## Exercise inputs
## START

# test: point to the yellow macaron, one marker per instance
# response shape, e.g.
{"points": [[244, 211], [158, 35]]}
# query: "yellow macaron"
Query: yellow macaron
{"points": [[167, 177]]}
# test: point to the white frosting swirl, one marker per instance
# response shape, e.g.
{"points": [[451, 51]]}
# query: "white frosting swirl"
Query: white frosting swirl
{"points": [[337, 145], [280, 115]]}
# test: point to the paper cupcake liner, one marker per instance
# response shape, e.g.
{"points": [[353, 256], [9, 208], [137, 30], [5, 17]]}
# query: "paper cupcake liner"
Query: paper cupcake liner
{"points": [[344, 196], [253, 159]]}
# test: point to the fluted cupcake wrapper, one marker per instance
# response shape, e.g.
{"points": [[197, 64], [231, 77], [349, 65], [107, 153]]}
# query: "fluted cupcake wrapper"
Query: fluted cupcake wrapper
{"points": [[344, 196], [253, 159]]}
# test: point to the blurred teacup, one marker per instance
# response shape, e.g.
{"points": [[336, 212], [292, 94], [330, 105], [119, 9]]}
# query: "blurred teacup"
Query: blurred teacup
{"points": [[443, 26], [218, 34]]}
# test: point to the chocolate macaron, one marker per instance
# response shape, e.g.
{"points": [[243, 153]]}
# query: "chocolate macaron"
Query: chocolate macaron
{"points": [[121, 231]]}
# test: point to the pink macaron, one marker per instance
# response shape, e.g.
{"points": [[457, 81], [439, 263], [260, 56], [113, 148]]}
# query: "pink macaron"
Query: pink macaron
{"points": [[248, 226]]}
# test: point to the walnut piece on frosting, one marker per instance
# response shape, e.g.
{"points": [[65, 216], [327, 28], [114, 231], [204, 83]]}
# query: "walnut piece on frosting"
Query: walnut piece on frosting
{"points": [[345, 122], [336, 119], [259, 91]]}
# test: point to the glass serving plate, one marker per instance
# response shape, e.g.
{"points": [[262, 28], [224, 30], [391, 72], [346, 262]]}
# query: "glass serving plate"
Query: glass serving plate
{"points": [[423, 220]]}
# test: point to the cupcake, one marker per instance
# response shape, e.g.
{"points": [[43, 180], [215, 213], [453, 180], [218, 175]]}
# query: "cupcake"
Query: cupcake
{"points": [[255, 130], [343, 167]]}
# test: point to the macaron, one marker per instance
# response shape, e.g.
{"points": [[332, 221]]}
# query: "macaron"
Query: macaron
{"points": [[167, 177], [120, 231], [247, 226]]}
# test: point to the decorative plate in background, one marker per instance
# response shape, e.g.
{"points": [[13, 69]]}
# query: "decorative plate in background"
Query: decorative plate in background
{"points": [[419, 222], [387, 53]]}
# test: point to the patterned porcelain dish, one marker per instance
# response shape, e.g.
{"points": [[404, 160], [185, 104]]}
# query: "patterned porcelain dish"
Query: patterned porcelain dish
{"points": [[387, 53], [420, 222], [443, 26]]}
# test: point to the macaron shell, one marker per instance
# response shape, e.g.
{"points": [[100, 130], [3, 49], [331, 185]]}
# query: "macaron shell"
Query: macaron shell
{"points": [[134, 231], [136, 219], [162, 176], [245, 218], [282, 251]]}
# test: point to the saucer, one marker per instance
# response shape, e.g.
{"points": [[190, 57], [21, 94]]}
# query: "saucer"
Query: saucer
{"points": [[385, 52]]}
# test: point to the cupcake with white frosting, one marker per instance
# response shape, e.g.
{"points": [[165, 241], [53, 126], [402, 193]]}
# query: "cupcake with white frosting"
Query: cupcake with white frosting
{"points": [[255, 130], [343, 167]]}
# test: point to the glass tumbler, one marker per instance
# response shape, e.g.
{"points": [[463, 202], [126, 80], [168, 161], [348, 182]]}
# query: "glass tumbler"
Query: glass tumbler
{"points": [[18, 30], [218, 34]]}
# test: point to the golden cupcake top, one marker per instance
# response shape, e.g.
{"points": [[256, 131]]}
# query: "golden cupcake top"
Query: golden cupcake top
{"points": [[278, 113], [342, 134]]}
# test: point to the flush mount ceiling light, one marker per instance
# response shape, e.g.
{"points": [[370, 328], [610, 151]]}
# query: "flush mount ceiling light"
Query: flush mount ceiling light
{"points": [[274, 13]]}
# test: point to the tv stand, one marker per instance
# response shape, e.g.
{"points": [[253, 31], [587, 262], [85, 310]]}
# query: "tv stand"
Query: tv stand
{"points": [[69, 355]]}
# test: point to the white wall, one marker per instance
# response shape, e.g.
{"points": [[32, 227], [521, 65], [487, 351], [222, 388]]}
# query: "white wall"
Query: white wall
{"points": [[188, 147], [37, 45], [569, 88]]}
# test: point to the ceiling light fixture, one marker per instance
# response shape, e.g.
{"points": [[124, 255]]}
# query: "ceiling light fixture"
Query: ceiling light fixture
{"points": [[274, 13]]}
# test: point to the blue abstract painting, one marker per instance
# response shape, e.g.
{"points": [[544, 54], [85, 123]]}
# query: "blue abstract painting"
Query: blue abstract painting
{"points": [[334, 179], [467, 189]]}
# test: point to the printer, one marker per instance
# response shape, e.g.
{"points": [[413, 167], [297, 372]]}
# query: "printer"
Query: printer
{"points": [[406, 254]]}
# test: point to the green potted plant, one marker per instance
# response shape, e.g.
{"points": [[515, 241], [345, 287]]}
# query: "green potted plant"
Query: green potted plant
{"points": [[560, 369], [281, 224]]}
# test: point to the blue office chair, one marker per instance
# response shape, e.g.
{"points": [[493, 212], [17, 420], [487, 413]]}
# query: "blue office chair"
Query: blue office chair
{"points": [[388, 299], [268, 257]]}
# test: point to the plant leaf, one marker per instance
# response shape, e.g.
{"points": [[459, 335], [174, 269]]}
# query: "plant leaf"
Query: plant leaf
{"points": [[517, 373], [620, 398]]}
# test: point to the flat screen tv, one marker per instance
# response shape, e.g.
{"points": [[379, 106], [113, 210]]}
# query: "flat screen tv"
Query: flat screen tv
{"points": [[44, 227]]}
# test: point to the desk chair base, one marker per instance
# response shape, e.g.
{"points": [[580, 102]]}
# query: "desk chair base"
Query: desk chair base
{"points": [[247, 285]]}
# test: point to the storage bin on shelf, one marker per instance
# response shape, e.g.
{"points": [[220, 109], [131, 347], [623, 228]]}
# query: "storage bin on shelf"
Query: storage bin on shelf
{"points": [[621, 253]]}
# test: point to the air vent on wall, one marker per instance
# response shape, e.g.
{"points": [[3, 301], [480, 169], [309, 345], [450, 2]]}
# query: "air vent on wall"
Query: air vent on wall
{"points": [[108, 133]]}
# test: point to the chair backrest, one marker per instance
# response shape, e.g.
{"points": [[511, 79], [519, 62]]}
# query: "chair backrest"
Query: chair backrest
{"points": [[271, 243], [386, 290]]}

## END

## Written task
Reproduce the full set of records precisely.

## Complete response
# test: point to the yellow macaron, one marker per instance
# response shape, e.g.
{"points": [[244, 211], [158, 35]]}
# query: "yellow macaron"
Query: yellow macaron
{"points": [[167, 177]]}
# test: point to the white frosting swirl, one marker per instance
# response shape, e.g.
{"points": [[451, 51]]}
# query: "white frosting swirl"
Query: white frosting swirl
{"points": [[337, 145], [280, 115]]}
# test: point to the paper cupcake liner, one marker per instance
# response shape, e.g.
{"points": [[353, 256], [9, 208], [137, 30], [5, 17]]}
# query: "paper cupcake liner"
Query: paper cupcake liner
{"points": [[344, 196], [253, 159]]}
# test: point to the fluted cupcake wrapper, one marker per instance
# response shape, e.g.
{"points": [[197, 64], [231, 77], [349, 65], [107, 153]]}
# query: "fluted cupcake wrapper"
Query: fluted cupcake wrapper
{"points": [[344, 196], [253, 159]]}
# test: point to the blurred teacup, one marker per instance
# response shape, e.g.
{"points": [[336, 212], [292, 94], [330, 105], [119, 9]]}
# query: "blurred teacup"
Query: blurred teacup
{"points": [[443, 26], [218, 34]]}
# test: point to the chocolate macaron, one marker per instance
# response shape, e.g.
{"points": [[243, 153]]}
# query: "chocolate macaron"
Query: chocolate macaron
{"points": [[121, 231]]}
# test: point to the pink macaron, one marker per instance
# response shape, e.g.
{"points": [[457, 81], [439, 263], [260, 56], [113, 148]]}
# query: "pink macaron"
Query: pink macaron
{"points": [[248, 226]]}
# test: point to the walnut piece on frosting, one marker per instance
# response shape, e.g.
{"points": [[65, 216], [327, 28], [114, 231], [204, 83]]}
# query: "walnut piece on frosting"
Query: walnut piece on frosting
{"points": [[345, 122], [336, 119], [259, 91]]}
# test: point to the glass serving plate, one marker per instance
# response shape, e.g.
{"points": [[262, 28], [224, 30], [391, 72], [346, 262]]}
# query: "glass serving plate"
Query: glass serving plate
{"points": [[423, 220]]}
# test: point to the cupcake, one marker per instance
# response shape, e.g.
{"points": [[43, 180], [215, 213], [453, 180], [218, 175]]}
# query: "cupcake"
Query: cupcake
{"points": [[255, 130], [343, 167]]}
# test: point to the macaron, one marker per instance
# response shape, e.g.
{"points": [[332, 221]]}
# query: "macaron"
Query: macaron
{"points": [[167, 177], [120, 231], [247, 226]]}
# test: point to the decorative plate in background, one marker per instance
# response shape, e.g.
{"points": [[13, 69]]}
# query: "decorative plate in background"
Query: decorative plate in background
{"points": [[419, 222], [387, 53]]}
# test: point to the patterned porcelain dish, one marker per instance
# response shape, e.g.
{"points": [[404, 160], [185, 104]]}
# query: "patterned porcelain dish"
Query: patterned porcelain dish
{"points": [[387, 53], [420, 222], [443, 26]]}
# test: point to the macaron shell, one marker per instance
# response shape, e.g.
{"points": [[100, 130], [3, 49], [331, 185]]}
# query: "macaron shell"
Query: macaron shell
{"points": [[134, 231], [136, 219], [162, 176], [245, 218], [282, 251]]}
# test: point to the saucer, one marker per instance
# response shape, e.g.
{"points": [[190, 57], [21, 94]]}
# query: "saucer"
Query: saucer
{"points": [[385, 52]]}
# test: point to the cupcake with white frosting, one marker per instance
# response shape, e.g.
{"points": [[165, 241], [53, 126], [402, 193]]}
# query: "cupcake with white frosting"
Query: cupcake with white frosting
{"points": [[255, 130], [343, 167]]}
# test: point to the glass tumbler, one marker per instance
# response shape, e.g.
{"points": [[463, 202], [126, 80], [168, 161], [348, 182]]}
# query: "glass tumbler"
Query: glass tumbler
{"points": [[18, 30], [218, 34]]}
# test: point to the golden cupcake top, one marker per instance
# response shape, e.g.
{"points": [[256, 131]]}
# query: "golden cupcake top"
Query: golden cupcake top
{"points": [[278, 113], [342, 134]]}
# test: point to the flush mount ceiling light, one marker per instance
# response shape, e.g.
{"points": [[370, 328], [610, 151]]}
# query: "flush mount ceiling light"
Query: flush mount ceiling light
{"points": [[274, 13]]}
# test: point to the tv stand, one marker per instance
# response shape, e.g.
{"points": [[253, 31], [587, 262], [85, 310]]}
# query: "tv stand"
Query: tv stand
{"points": [[69, 355]]}
# test: point to the white wall, one marker per instance
# response shape, e.g.
{"points": [[32, 227], [521, 65], [487, 351], [222, 388]]}
# query: "white wall"
Query: white wall
{"points": [[188, 147], [37, 45], [569, 88]]}
# test: point to the ceiling light fixture, one marker per instance
# response shape, e.g.
{"points": [[124, 255]]}
# query: "ceiling light fixture"
Query: ceiling light fixture
{"points": [[274, 13]]}
# test: point to the blue abstract painting, one marker per instance
# response shape, e.g.
{"points": [[544, 54], [85, 123]]}
# query: "blue abstract painting"
Query: blue abstract painting
{"points": [[334, 179], [467, 189]]}
# test: point to the printer, one marker per instance
# response shape, e.g.
{"points": [[413, 167], [297, 372]]}
# query: "printer"
Query: printer
{"points": [[406, 254]]}
# test: point to the green potted plant, one marker per instance
# response shape, e.g.
{"points": [[515, 241], [345, 287]]}
# query: "green potted plant"
Query: green potted plant
{"points": [[560, 369], [281, 224]]}
# test: point to the blue office chair, one marker per instance
# response shape, e.g.
{"points": [[493, 212], [17, 420], [487, 413]]}
# query: "blue office chair"
Query: blue office chair
{"points": [[388, 299], [268, 257]]}
# test: point to the plant leaf, one marker per instance
# response shape, e.g.
{"points": [[459, 335], [174, 269]]}
# query: "plant leaf"
Query: plant leaf
{"points": [[517, 373], [620, 398]]}
# test: point to the flat screen tv, one marker per instance
# response shape, e.g.
{"points": [[379, 106], [113, 210]]}
# query: "flat screen tv"
Query: flat screen tv
{"points": [[44, 227]]}
# test: point to the desk chair base, one marker per instance
# response shape, e.g.
{"points": [[580, 102]]}
# query: "desk chair base"
Query: desk chair base
{"points": [[247, 285]]}
# test: point to the storage bin on shelf, one marker per instance
# response shape, e.g.
{"points": [[220, 109], [131, 347], [623, 228]]}
# query: "storage bin on shelf"
Query: storage bin on shelf
{"points": [[621, 253]]}
# test: point to the air vent on wall, one marker per instance
# response shape, e.g.
{"points": [[3, 301], [480, 169], [309, 345], [450, 2]]}
# query: "air vent on wall"
Query: air vent on wall
{"points": [[108, 133]]}
# test: point to the chair backrest, one marker per instance
# response shape, e.g.
{"points": [[511, 79], [519, 62]]}
# query: "chair backrest"
Query: chair backrest
{"points": [[271, 243], [386, 290]]}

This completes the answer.